§ **Aim of the task**
Your task is to transcribe all of the records exactly and leave out the pictures.

Object outline annotations
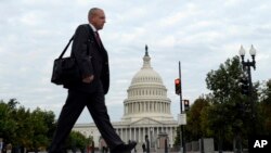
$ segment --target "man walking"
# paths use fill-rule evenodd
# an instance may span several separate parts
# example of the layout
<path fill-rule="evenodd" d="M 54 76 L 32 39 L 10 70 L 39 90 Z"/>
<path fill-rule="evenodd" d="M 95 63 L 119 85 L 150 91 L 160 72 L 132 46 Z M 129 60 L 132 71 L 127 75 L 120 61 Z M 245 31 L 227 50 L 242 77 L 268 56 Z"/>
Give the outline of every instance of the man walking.
<path fill-rule="evenodd" d="M 79 25 L 74 35 L 72 56 L 81 72 L 81 81 L 65 85 L 68 89 L 66 103 L 62 107 L 57 127 L 49 153 L 65 153 L 64 141 L 69 135 L 85 106 L 88 107 L 99 131 L 111 149 L 111 153 L 130 153 L 137 142 L 125 144 L 111 124 L 104 94 L 109 88 L 108 56 L 98 30 L 105 23 L 102 9 L 92 8 L 89 24 Z"/>

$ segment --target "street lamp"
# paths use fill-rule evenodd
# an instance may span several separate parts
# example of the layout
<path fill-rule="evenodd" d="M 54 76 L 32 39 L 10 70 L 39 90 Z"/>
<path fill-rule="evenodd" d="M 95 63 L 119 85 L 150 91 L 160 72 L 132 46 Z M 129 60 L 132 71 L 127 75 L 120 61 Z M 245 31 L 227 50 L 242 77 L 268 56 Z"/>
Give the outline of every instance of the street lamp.
<path fill-rule="evenodd" d="M 250 67 L 253 67 L 254 69 L 256 69 L 256 61 L 255 61 L 255 56 L 256 56 L 256 50 L 254 48 L 254 46 L 251 44 L 251 48 L 249 50 L 249 53 L 251 55 L 251 59 L 253 61 L 245 61 L 245 49 L 243 48 L 243 46 L 241 46 L 240 48 L 240 55 L 241 55 L 241 59 L 242 59 L 242 65 L 243 65 L 243 69 L 244 72 L 246 73 L 246 79 L 248 80 L 248 92 L 247 92 L 247 95 L 248 95 L 248 99 L 250 101 L 250 104 L 251 104 L 251 117 L 253 117 L 253 132 L 255 132 L 255 99 L 254 99 L 254 94 L 253 94 L 253 81 L 251 81 L 251 71 L 250 71 Z"/>

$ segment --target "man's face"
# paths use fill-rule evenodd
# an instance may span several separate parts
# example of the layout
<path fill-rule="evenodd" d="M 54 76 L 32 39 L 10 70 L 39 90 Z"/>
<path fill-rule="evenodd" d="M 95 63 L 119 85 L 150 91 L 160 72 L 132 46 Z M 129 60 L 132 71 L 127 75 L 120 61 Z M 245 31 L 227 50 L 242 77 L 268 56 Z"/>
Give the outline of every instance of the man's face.
<path fill-rule="evenodd" d="M 105 23 L 105 14 L 102 10 L 96 10 L 95 14 L 91 18 L 91 24 L 99 30 L 103 28 Z"/>

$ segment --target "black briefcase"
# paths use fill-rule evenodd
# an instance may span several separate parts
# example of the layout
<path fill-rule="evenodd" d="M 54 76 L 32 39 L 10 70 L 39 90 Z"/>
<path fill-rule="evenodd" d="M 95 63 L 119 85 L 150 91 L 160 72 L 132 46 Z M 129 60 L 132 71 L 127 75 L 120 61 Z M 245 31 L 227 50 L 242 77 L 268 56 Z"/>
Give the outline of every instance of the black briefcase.
<path fill-rule="evenodd" d="M 67 85 L 81 80 L 76 59 L 74 56 L 63 58 L 73 39 L 74 36 L 69 39 L 61 55 L 54 60 L 51 82 L 55 85 Z"/>

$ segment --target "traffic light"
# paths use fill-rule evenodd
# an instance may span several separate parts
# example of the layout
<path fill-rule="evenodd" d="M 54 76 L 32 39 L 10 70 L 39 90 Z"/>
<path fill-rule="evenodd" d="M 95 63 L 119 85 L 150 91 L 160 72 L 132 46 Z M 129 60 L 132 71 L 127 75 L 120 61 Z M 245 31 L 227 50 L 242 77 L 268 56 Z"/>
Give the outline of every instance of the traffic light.
<path fill-rule="evenodd" d="M 181 94 L 181 80 L 180 80 L 180 78 L 175 79 L 175 91 L 176 91 L 176 94 L 178 94 L 178 95 Z"/>
<path fill-rule="evenodd" d="M 248 93 L 249 93 L 248 79 L 243 77 L 243 78 L 241 78 L 240 82 L 241 82 L 241 93 L 248 95 Z"/>
<path fill-rule="evenodd" d="M 189 105 L 189 100 L 183 100 L 183 105 L 184 105 L 184 111 L 189 111 L 190 105 Z"/>

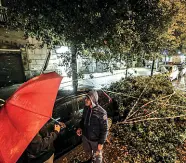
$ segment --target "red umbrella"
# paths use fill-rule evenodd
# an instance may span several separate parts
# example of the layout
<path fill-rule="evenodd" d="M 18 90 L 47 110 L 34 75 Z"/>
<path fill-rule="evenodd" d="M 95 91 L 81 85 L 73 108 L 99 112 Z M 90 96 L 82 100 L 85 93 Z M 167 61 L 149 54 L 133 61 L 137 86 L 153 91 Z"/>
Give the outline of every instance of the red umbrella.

§ **Reply to the exercise**
$ segment --target "man walking"
# paths use fill-rule evenodd
# an instance may span several separate parts
# example of the layout
<path fill-rule="evenodd" d="M 54 76 L 32 39 L 10 70 L 39 90 Z"/>
<path fill-rule="evenodd" d="M 95 63 L 119 85 L 150 91 L 160 72 L 132 46 Z M 129 60 L 132 71 L 127 75 L 120 61 Z M 245 31 L 227 50 L 242 77 L 268 56 Z"/>
Give the outline of every instance of the man walking.
<path fill-rule="evenodd" d="M 79 25 L 74 35 L 72 56 L 81 72 L 81 81 L 65 85 L 68 89 L 66 103 L 62 107 L 57 127 L 49 153 L 65 153 L 64 141 L 69 135 L 85 106 L 88 107 L 99 131 L 111 149 L 111 153 L 130 153 L 137 142 L 125 144 L 111 124 L 104 94 L 109 88 L 108 56 L 98 30 L 105 23 L 102 9 L 92 8 L 89 24 Z"/>

$ segment --target "street lamp"
# paths use fill-rule evenodd
# an instance may span several separate parts
# example of the layout
<path fill-rule="evenodd" d="M 54 76 L 32 39 L 10 70 L 39 90 Z"/>
<path fill-rule="evenodd" d="M 95 63 L 119 85 L 150 91 L 160 72 L 132 46 Z M 129 60 L 132 71 L 127 75 L 120 61 Z M 245 31 L 227 50 L 242 77 L 268 56 Z"/>
Give the outline of every instance of the street lamp.
<path fill-rule="evenodd" d="M 250 67 L 253 67 L 254 69 L 256 69 L 256 61 L 255 61 L 255 56 L 256 56 L 256 50 L 254 48 L 254 46 L 251 44 L 251 48 L 249 50 L 249 53 L 251 55 L 251 59 L 253 61 L 245 61 L 245 49 L 243 48 L 243 46 L 241 46 L 240 48 L 240 55 L 241 55 L 241 59 L 242 59 L 242 65 L 243 65 L 243 69 L 244 72 L 246 73 L 246 79 L 248 80 L 248 92 L 247 92 L 247 95 L 248 95 L 248 99 L 250 101 L 250 104 L 251 104 L 251 117 L 253 117 L 253 132 L 255 132 L 255 99 L 254 99 L 254 94 L 253 94 L 253 81 L 251 81 L 251 71 L 250 71 Z"/>

$ segment --target "man's face"
# paths use fill-rule evenodd
# an instance may span several separate parts
# example of the layout
<path fill-rule="evenodd" d="M 54 76 L 32 39 L 10 70 L 39 90 Z"/>
<path fill-rule="evenodd" d="M 95 63 L 119 85 L 150 91 L 160 72 L 132 46 Z M 129 60 L 132 71 L 127 75 L 120 61 Z M 245 31 L 227 50 L 242 77 L 268 56 Z"/>
Give the outline of every instance of the man's face.
<path fill-rule="evenodd" d="M 105 23 L 105 14 L 102 10 L 96 10 L 95 14 L 91 18 L 91 24 L 99 30 L 103 28 Z"/>

$ segment --target "black briefcase"
# paths use fill-rule evenodd
# an instance may span several separate parts
# example of the layout
<path fill-rule="evenodd" d="M 54 76 L 32 39 L 10 70 L 39 90 Z"/>
<path fill-rule="evenodd" d="M 95 63 L 119 85 L 150 91 L 160 72 L 132 46 Z M 129 60 L 132 71 L 127 75 L 120 61 Z M 245 31 L 227 50 L 242 77 L 268 56 Z"/>
Give the outline of every instance of the black briefcase.
<path fill-rule="evenodd" d="M 67 85 L 81 80 L 76 59 L 74 56 L 63 58 L 73 39 L 74 36 L 69 39 L 61 55 L 54 60 L 51 82 L 55 85 Z"/>

$ segment --target "traffic light"
# paths use fill-rule evenodd
# an instance may span several separate parts
# example of the layout
<path fill-rule="evenodd" d="M 54 76 L 32 39 L 10 70 L 39 90 Z"/>
<path fill-rule="evenodd" d="M 95 63 L 119 85 L 150 91 L 160 72 L 132 46 Z M 129 60 L 132 71 L 127 75 L 120 61 Z M 245 31 L 227 50 L 242 77 L 268 56 Z"/>
Give the outline of every instance of the traffic light.
<path fill-rule="evenodd" d="M 181 94 L 181 80 L 180 80 L 180 78 L 175 79 L 175 91 L 176 91 L 176 94 L 178 94 L 178 95 Z"/>
<path fill-rule="evenodd" d="M 248 93 L 249 93 L 248 79 L 243 77 L 243 78 L 241 78 L 240 82 L 241 82 L 241 93 L 248 95 Z"/>
<path fill-rule="evenodd" d="M 189 105 L 189 100 L 183 100 L 183 105 L 184 105 L 184 111 L 189 111 L 190 105 Z"/>

$ segment --target "red umbrella"
# paths use fill-rule evenodd
# an instance may span several separate parts
# example of the layout
<path fill-rule="evenodd" d="M 18 90 L 47 110 L 34 75 Z"/>
<path fill-rule="evenodd" d="M 95 91 L 81 85 L 73 108 L 99 112 Z M 90 96 L 82 100 L 85 93 Z M 167 61 L 149 54 L 133 61 L 137 86 L 153 91 Z"/>
Give the outline of every instance of the red umbrella.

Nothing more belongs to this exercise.